▸ **TEXT SHOWN**
[BEGIN]

Further complicating this torrent of emotion is the very real fact that that proper social behavior mandates that if someone says “go away” you do exactly that, vamoose, vamanos, hasta la bye bye baby. We are doing not only what our child has asked, no, demanded, but we are also following societies rules of proper social behavior. Those of us who have horribly violated those rules (by opening our legs when we shouldn’t have) learn all too well the punishment associated with such transgressions.  We lost our children.  Dare we violate another social rule? What might happen then?

After some thought, I found myself proud of that Mom that showed up on her sons doorstep unwanted and unannounced.  Good for her I wanted to scream. Good for her for standing up for her, for herself, and for her motherhood.  What did she have to lose? She already lost her son. He already told her to stay away. What was he going to do? Tell her again? She got to meet her son, finally, and in doing so, I suspect she met a part of herself she also lost many years ago, the part that feels that her feelings matter too, the part that contained her voice.

20 Thoughts.

  1. I really get this conundrum, because when my adopted daughter tells me she hates me and I’m not her friend anymore (in first-grade-ese) I tell her that’s fine, but I am always going to be her mother and I am always going to love her no matter what she says or does. (For the record, I tell her the same is true of her first mother, no matter whether she is in touch or not, which she hasn’t been for years.)

    On the other hand, once a child is grown up, there are boundaries you must respect even if they are testing you. I think if this ever happens with my kids, I will treat it the way I treat the relationships with their first moms and say, “you do what you need to do, but my door is open and will be forever.” We send unrequited letters and photos, always pleading for contact and always with all our information at the bottom to make contact possible. I don’t know whether I would consider this one-way communication on paper (or via email as the case may be) adequately respectful of boundaries, but I might just nudge the boundary that way unless I was explicitly told not to. Then I might just say “okay, but this phone number/email address/PO box/ etc. will always be there in case you change your mind.”

    It’s a tough line to walk.

    • Shannon – I get it from my youngest parented child as well. I do as you do with your adopted. Assure I love him regardless, etc. Sadly, it not the same feeling with surrendered children that you have not met, are not standing in front of you, wont accept your email, wont talk to you etc.

      We cannot, as much as we want to, be the same person/mother/adult we are with our parented children.

[END]

▸ **EXERCISE REQUIREMENTS**
• 1. Reproduce the adoption post word for word, everything from "It’s a tough" down to "to you etc.".
• 2. Carry on the adoption post, starting after its last sentence.

▸ **GIVEN RECORDS**

[BEGIN]

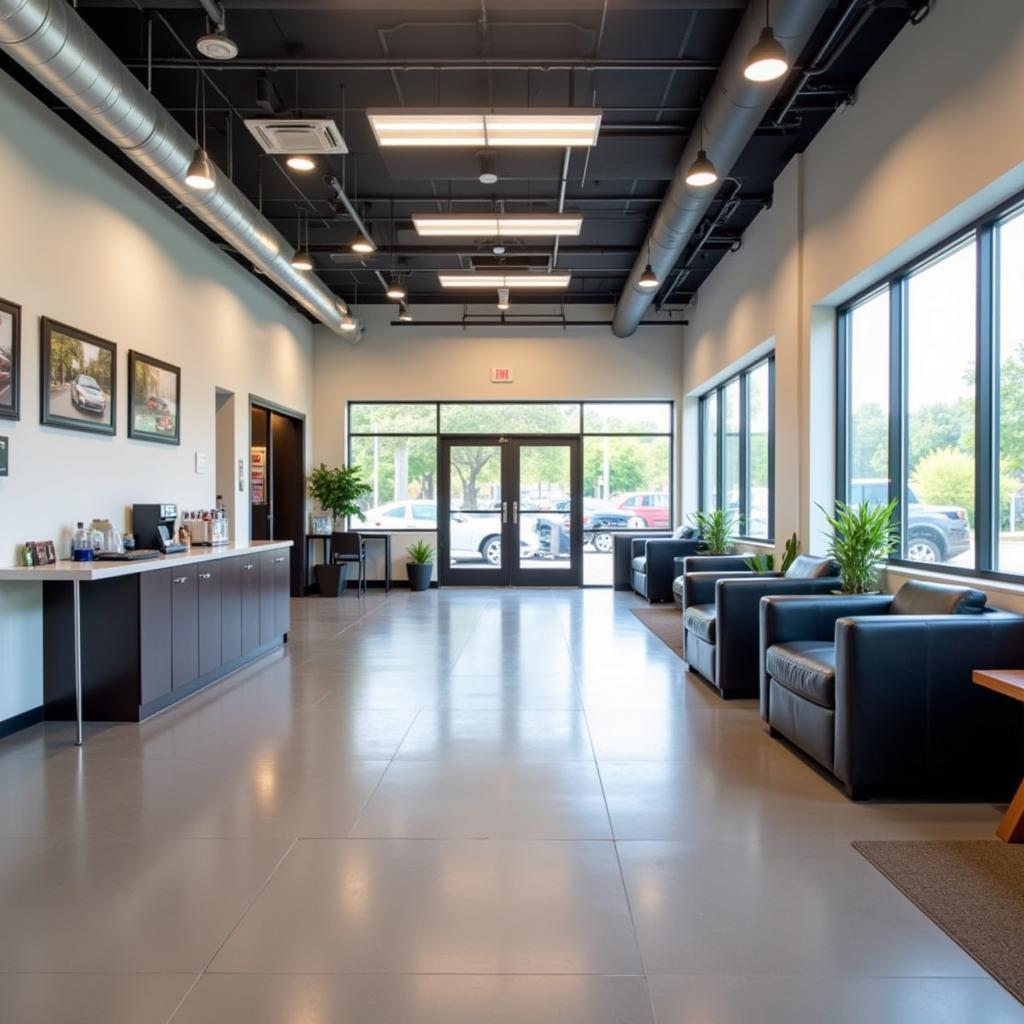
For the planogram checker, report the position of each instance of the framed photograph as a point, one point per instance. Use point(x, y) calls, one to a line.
point(154, 399)
point(78, 379)
point(10, 359)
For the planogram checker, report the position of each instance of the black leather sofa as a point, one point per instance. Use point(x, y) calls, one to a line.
point(652, 562)
point(878, 690)
point(721, 601)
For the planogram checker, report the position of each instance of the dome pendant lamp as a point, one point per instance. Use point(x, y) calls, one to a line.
point(767, 59)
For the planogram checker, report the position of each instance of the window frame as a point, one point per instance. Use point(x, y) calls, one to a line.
point(743, 378)
point(982, 231)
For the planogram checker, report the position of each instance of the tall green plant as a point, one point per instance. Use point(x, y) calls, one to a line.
point(337, 491)
point(715, 529)
point(862, 538)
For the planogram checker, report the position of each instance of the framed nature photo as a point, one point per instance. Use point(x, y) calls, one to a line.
point(154, 399)
point(10, 358)
point(78, 379)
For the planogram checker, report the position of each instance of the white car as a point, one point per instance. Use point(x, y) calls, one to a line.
point(473, 537)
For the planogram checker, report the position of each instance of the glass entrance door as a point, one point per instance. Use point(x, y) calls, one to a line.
point(509, 511)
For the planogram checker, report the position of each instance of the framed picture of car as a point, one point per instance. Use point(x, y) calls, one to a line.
point(154, 399)
point(10, 358)
point(78, 379)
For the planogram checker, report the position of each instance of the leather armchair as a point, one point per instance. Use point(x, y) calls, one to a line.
point(652, 563)
point(721, 600)
point(878, 690)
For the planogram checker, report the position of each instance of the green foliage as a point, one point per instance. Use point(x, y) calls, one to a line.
point(716, 529)
point(338, 491)
point(421, 553)
point(862, 536)
point(790, 552)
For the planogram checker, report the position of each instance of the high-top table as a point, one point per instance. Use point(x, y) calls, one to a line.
point(1010, 683)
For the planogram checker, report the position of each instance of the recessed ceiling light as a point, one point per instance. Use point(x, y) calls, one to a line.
point(495, 281)
point(471, 225)
point(437, 126)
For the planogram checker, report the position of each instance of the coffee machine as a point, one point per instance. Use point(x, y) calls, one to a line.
point(155, 526)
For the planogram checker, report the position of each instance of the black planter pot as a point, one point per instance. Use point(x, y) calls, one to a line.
point(419, 574)
point(331, 580)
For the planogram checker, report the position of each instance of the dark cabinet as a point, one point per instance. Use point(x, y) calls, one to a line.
point(250, 603)
point(155, 634)
point(184, 626)
point(210, 614)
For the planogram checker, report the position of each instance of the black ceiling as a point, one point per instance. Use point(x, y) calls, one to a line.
point(646, 64)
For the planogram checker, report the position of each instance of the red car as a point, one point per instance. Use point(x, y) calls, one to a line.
point(652, 507)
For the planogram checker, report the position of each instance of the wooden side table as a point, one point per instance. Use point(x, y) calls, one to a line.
point(1010, 683)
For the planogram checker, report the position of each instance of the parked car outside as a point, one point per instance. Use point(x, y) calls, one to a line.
point(87, 395)
point(651, 506)
point(472, 537)
point(934, 532)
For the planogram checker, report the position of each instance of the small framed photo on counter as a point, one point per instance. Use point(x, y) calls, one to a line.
point(78, 379)
point(154, 399)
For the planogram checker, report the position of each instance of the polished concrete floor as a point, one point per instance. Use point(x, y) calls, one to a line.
point(461, 807)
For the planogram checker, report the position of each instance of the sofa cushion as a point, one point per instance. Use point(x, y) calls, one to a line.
point(919, 598)
point(699, 620)
point(806, 668)
point(810, 567)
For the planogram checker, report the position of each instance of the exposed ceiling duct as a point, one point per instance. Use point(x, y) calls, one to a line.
point(731, 114)
point(49, 39)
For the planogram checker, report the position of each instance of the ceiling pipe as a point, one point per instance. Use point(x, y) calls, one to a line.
point(51, 42)
point(732, 113)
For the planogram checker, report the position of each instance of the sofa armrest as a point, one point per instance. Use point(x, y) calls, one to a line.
point(785, 619)
point(907, 713)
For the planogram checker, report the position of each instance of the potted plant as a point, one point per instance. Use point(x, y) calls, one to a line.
point(862, 538)
point(420, 565)
point(337, 491)
point(715, 528)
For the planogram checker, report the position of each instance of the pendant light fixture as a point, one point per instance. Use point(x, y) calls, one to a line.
point(767, 59)
point(200, 173)
point(648, 280)
point(701, 172)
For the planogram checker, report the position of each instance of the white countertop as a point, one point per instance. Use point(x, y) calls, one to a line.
point(67, 569)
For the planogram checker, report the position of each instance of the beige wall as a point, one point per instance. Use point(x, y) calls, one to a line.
point(87, 245)
point(931, 143)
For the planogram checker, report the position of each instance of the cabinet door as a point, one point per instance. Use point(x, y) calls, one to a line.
point(230, 608)
point(267, 596)
point(184, 626)
point(250, 604)
point(282, 592)
point(209, 617)
point(155, 634)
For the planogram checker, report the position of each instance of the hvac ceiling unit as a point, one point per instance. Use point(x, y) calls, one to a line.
point(288, 136)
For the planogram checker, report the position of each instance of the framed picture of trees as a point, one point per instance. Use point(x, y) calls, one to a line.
point(78, 379)
point(10, 358)
point(154, 399)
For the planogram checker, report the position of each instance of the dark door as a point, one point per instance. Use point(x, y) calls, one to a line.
point(509, 511)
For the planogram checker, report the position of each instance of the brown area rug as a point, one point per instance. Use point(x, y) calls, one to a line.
point(972, 889)
point(666, 623)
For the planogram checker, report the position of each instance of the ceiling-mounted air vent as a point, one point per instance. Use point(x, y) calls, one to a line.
point(284, 136)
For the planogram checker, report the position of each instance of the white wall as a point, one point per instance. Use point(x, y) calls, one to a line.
point(420, 363)
point(932, 142)
point(87, 245)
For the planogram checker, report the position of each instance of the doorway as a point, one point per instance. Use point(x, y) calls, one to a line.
point(509, 511)
point(278, 481)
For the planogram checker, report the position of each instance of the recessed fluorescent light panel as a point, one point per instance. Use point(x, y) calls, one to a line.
point(494, 281)
point(437, 126)
point(472, 225)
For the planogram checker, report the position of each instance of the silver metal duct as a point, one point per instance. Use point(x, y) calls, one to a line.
point(49, 39)
point(731, 114)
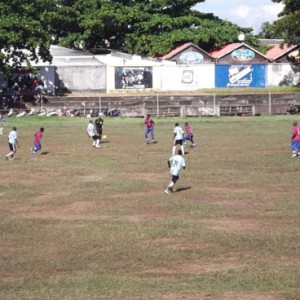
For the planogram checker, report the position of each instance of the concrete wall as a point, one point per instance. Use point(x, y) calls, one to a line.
point(283, 74)
point(164, 78)
point(81, 78)
point(186, 78)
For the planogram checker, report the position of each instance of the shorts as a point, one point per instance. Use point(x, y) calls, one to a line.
point(149, 130)
point(12, 147)
point(99, 131)
point(295, 144)
point(178, 142)
point(175, 178)
point(37, 147)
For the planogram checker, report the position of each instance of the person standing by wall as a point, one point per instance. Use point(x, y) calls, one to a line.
point(188, 135)
point(98, 123)
point(91, 133)
point(178, 138)
point(12, 142)
point(37, 141)
point(149, 129)
point(295, 140)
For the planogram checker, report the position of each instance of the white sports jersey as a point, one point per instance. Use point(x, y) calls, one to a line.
point(90, 130)
point(179, 133)
point(12, 137)
point(176, 161)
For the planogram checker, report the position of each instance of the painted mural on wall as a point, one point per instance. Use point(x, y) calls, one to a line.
point(241, 76)
point(133, 77)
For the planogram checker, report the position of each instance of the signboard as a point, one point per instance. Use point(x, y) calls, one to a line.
point(242, 55)
point(241, 76)
point(133, 77)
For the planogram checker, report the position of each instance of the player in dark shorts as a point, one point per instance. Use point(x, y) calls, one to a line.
point(98, 123)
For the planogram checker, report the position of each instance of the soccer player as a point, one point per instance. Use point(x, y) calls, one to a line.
point(175, 163)
point(37, 141)
point(149, 129)
point(188, 135)
point(178, 138)
point(91, 134)
point(12, 142)
point(98, 123)
point(1, 126)
point(295, 140)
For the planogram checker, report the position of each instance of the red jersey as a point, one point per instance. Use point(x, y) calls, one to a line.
point(149, 123)
point(37, 137)
point(188, 130)
point(296, 134)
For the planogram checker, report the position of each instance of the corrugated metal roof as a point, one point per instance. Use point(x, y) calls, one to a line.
point(226, 49)
point(180, 49)
point(62, 51)
point(278, 51)
point(223, 50)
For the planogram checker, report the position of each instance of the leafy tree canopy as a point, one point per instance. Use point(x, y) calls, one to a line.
point(288, 25)
point(23, 34)
point(150, 27)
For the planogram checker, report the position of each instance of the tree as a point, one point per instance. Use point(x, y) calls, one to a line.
point(150, 27)
point(23, 34)
point(288, 23)
point(268, 31)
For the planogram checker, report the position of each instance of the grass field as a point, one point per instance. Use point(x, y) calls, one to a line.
point(83, 223)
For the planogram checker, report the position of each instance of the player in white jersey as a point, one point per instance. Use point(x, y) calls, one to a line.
point(91, 134)
point(175, 163)
point(12, 142)
point(178, 138)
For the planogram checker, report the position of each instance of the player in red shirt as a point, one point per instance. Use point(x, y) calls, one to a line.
point(295, 140)
point(149, 129)
point(37, 141)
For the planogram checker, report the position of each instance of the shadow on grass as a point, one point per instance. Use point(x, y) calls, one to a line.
point(183, 189)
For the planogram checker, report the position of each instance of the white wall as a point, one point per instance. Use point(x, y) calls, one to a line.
point(82, 78)
point(283, 74)
point(187, 77)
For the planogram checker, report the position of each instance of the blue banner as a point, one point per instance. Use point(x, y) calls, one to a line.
point(241, 76)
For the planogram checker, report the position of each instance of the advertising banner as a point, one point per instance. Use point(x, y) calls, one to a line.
point(241, 76)
point(133, 77)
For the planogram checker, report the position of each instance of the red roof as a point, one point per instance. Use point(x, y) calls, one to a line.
point(278, 51)
point(176, 50)
point(180, 49)
point(220, 51)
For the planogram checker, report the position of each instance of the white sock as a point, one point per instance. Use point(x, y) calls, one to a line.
point(182, 149)
point(171, 185)
point(174, 149)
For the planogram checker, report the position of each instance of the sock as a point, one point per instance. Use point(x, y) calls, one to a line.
point(182, 149)
point(174, 149)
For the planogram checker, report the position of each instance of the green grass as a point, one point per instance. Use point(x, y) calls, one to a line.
point(85, 223)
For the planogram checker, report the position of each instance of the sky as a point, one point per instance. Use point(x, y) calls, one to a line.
point(245, 13)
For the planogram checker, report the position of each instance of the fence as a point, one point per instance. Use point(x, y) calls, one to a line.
point(175, 104)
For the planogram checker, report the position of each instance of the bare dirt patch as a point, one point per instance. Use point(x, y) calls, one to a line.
point(194, 268)
point(237, 225)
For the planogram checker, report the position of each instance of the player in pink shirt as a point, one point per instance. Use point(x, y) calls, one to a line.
point(295, 140)
point(149, 129)
point(188, 135)
point(37, 141)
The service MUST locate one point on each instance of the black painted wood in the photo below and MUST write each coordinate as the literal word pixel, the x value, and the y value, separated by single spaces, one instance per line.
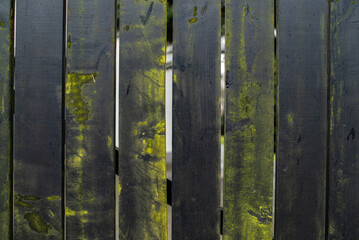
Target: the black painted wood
pixel 302 119
pixel 90 119
pixel 196 120
pixel 344 99
pixel 38 120
pixel 142 140
pixel 6 68
pixel 248 172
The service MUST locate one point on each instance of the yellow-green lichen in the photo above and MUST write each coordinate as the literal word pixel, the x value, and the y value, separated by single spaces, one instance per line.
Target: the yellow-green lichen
pixel 53 198
pixel 74 95
pixel 194 18
pixel 37 223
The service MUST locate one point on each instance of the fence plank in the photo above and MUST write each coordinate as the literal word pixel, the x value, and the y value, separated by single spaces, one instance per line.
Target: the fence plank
pixel 6 67
pixel 302 131
pixel 38 120
pixel 249 142
pixel 196 119
pixel 142 151
pixel 90 106
pixel 344 171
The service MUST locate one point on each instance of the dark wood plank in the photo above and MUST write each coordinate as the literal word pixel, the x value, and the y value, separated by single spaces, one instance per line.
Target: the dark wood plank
pixel 90 134
pixel 248 178
pixel 142 149
pixel 6 83
pixel 38 120
pixel 196 119
pixel 344 149
pixel 302 119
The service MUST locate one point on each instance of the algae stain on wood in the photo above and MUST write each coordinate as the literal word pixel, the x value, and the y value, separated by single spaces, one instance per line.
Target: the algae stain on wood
pixel 142 152
pixel 79 105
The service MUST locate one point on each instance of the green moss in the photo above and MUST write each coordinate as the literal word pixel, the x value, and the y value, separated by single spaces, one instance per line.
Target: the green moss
pixel 290 119
pixel 74 93
pixel 52 198
pixel 194 19
pixel 36 222
pixel 164 2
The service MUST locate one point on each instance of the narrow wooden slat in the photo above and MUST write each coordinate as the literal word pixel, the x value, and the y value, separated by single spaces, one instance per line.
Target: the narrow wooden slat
pixel 90 106
pixel 196 119
pixel 6 67
pixel 344 151
pixel 142 151
pixel 302 126
pixel 38 120
pixel 248 183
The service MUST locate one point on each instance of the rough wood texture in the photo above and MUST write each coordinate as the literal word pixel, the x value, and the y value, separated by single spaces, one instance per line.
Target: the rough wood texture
pixel 142 149
pixel 38 120
pixel 6 67
pixel 90 134
pixel 248 184
pixel 196 119
pixel 344 167
pixel 302 126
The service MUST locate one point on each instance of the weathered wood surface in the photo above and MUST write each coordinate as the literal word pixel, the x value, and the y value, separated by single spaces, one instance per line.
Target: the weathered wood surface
pixel 302 119
pixel 6 67
pixel 38 120
pixel 248 178
pixel 142 150
pixel 196 120
pixel 344 99
pixel 90 106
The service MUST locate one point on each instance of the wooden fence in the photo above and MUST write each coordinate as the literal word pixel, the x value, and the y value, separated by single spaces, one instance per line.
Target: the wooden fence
pixel 292 96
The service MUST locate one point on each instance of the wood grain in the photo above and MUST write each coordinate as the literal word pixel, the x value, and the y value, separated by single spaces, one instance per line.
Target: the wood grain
pixel 196 120
pixel 142 140
pixel 302 119
pixel 90 119
pixel 344 89
pixel 6 85
pixel 38 120
pixel 249 141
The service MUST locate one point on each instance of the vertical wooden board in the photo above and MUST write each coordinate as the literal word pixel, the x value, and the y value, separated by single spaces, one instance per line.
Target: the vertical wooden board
pixel 90 120
pixel 38 120
pixel 6 53
pixel 344 151
pixel 196 119
pixel 248 185
pixel 302 119
pixel 142 150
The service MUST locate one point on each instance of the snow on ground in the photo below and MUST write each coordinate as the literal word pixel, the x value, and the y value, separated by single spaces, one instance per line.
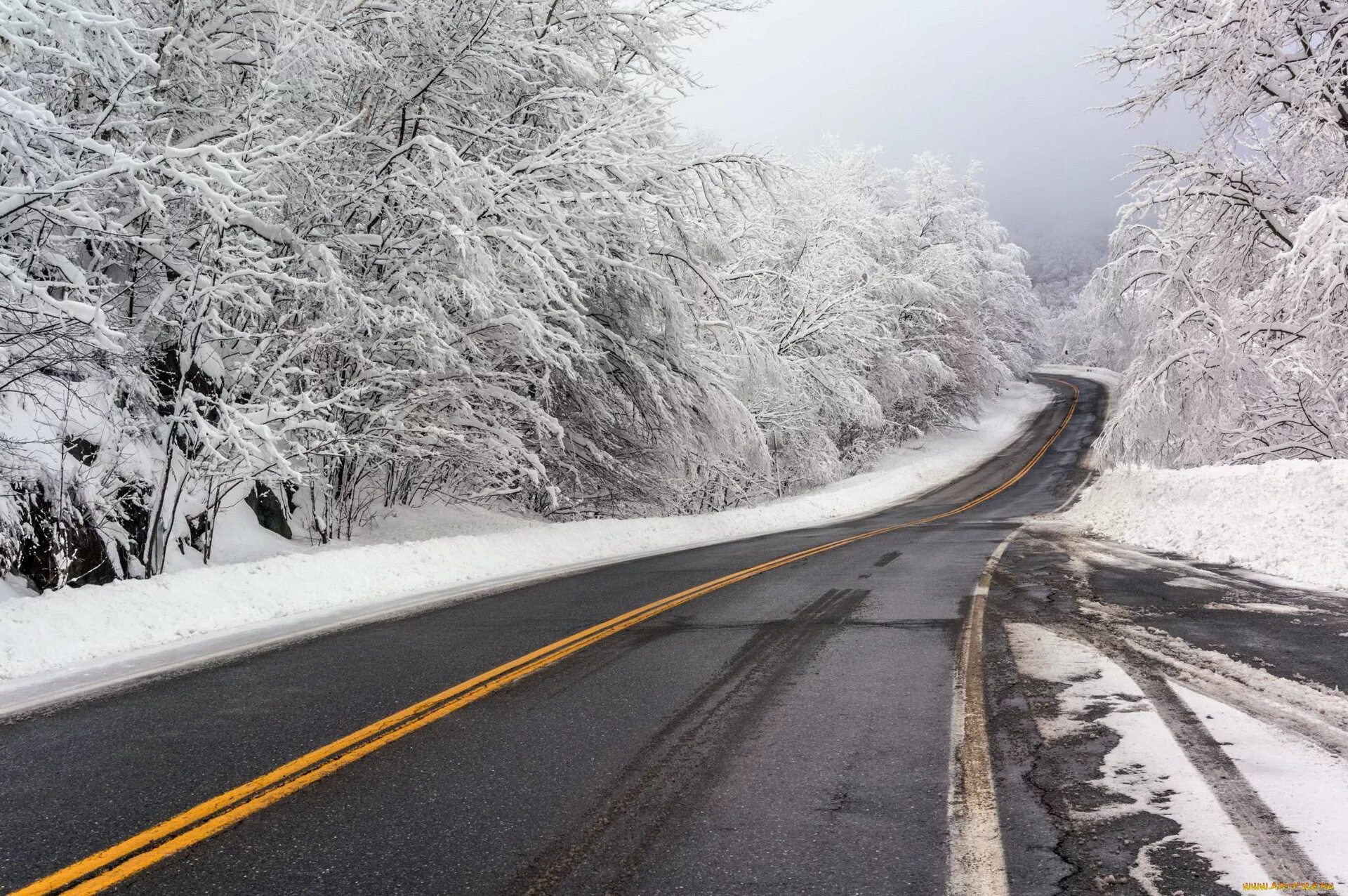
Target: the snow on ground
pixel 55 631
pixel 1147 765
pixel 1286 518
pixel 1304 784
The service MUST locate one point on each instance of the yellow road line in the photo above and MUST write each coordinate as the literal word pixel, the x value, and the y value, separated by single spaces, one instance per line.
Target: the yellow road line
pixel 115 864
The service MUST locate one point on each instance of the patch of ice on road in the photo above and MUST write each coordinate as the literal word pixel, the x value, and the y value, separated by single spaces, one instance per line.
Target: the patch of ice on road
pixel 60 630
pixel 1194 581
pixel 1305 784
pixel 1260 607
pixel 1282 518
pixel 1147 765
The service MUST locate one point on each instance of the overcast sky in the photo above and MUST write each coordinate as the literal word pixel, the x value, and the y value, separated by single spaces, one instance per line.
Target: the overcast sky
pixel 999 81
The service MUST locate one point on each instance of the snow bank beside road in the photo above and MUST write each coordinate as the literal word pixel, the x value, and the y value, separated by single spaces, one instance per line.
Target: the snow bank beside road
pixel 60 630
pixel 1286 518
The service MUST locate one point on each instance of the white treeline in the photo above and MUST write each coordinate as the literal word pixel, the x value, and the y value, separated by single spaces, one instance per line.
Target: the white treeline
pixel 1226 297
pixel 338 256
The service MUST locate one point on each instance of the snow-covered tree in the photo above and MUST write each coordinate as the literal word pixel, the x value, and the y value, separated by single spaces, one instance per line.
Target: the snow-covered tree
pixel 336 258
pixel 1230 261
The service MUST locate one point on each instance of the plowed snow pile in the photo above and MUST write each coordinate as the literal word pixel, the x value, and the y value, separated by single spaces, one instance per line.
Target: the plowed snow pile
pixel 48 632
pixel 1286 518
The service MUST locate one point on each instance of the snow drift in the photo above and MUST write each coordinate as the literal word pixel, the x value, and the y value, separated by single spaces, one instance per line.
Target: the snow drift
pixel 1286 518
pixel 60 630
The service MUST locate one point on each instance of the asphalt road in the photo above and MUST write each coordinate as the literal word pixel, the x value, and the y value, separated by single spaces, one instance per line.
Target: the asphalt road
pixel 788 733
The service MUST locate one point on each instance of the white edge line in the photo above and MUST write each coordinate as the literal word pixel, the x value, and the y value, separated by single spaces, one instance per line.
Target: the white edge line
pixel 977 856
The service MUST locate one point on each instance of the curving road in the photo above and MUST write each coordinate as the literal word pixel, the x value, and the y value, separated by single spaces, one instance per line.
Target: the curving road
pixel 788 732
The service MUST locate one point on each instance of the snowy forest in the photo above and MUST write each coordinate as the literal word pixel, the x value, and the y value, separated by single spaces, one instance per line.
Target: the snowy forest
pixel 335 258
pixel 1224 299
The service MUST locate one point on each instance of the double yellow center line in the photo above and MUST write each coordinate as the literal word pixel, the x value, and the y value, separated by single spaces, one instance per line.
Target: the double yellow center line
pixel 118 862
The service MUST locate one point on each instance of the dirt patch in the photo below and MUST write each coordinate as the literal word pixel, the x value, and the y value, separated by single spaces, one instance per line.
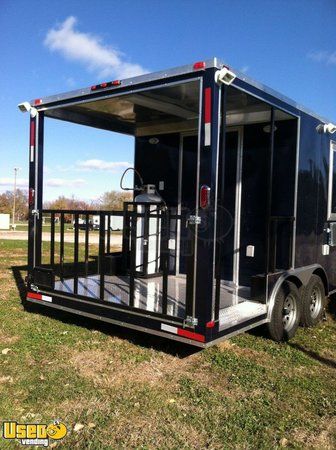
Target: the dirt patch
pixel 106 369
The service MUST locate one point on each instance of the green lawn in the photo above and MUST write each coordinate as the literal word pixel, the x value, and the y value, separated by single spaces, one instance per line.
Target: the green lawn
pixel 130 390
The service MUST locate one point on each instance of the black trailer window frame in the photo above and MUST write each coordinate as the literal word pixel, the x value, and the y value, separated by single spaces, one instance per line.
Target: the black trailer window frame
pixel 331 182
pixel 36 184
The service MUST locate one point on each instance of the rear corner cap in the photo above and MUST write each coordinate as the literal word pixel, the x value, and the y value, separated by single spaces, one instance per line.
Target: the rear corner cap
pixel 225 76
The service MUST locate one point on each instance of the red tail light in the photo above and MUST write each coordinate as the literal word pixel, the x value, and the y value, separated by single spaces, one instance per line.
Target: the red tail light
pixel 105 85
pixel 205 197
pixel 199 65
pixel 31 196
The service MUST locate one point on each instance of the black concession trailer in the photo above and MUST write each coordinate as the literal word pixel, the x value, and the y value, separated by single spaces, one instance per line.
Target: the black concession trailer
pixel 233 219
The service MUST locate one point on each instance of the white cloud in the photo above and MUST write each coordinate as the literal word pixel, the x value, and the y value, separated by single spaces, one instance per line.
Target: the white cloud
pixel 9 182
pixel 61 182
pixel 245 69
pixel 89 50
pixel 51 182
pixel 323 56
pixel 99 164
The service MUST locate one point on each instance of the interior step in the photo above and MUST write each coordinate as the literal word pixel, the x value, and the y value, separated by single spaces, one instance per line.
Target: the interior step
pixel 235 314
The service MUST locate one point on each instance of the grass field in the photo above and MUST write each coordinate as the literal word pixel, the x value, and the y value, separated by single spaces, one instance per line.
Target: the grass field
pixel 130 390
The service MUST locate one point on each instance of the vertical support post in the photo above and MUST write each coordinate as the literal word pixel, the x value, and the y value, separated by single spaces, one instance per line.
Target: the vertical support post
pixel 125 238
pixel 35 190
pixel 62 246
pixel 269 195
pixel 108 244
pixel 165 230
pixel 39 187
pixel 220 201
pixel 146 213
pixel 133 254
pixel 86 255
pixel 52 240
pixel 76 253
pixel 101 255
pixel 32 192
pixel 208 175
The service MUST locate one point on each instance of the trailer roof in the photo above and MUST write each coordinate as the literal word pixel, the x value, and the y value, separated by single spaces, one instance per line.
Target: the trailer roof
pixel 53 100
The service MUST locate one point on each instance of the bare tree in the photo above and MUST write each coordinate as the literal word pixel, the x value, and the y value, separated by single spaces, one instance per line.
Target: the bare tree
pixel 21 204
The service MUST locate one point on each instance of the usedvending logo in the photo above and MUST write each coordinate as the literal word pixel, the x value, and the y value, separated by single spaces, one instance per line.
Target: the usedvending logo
pixel 39 434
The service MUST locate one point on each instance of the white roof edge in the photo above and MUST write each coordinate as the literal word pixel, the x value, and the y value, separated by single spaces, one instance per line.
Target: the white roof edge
pixel 175 71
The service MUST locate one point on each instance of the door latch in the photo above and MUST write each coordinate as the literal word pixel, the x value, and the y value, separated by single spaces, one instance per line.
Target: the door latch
pixel 190 322
pixel 193 220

[END]

▸ **ANSWERS FOR THE EXERCISE**
• 1.
It’s a tough line to walk.

    • Shannon – I get it from my youngest parented child as well. I do as you do with your adopted. Assure I love him regardless, etc. Sadly, it not the same feeling with surrendered children that you have not met, are not standing in front of you, wont accept your email, wont talk to you etc.

• 2.
      • Yes, it’s got to be painful. I can only imagine. I did lose a child once when I broke up from a relationship with his mother and she denied us all contact. I sometimes “stalk” them online, but it isn’t the same as a birth mother situation.

        I recently found out a young friend of ours (in his 20s) is an adoptee and he is a big fan of our family but had never mentioned this to us. I asked him if he was in reunion and he said no, that his (adoptive) mother had a letter from his (first) mother, but he had “no interest in reading it.” I wanted to shake him and tell him to read it, but I guess it’s his call and his journey.

        I do think the 20s are a unique time and folks move to very different places as they mature. So there’s always hope for the future.

        In general though, the whole thing sucks. I boil it down in large part to our culture’s insistence that Mothers are some kind of magical people and There Can Be Only One. So if an adoptee shows any interest in a first mother, it must mean s/he is rejecting the adopted mother. I call nonsense. We’ve got FOUR mothers in our family.

  2. As I blogged many times about my beloved shrink who helped me live, the Parisian who got disgusted when she asked me “why did you do that?”

    I said I was trying to be nice.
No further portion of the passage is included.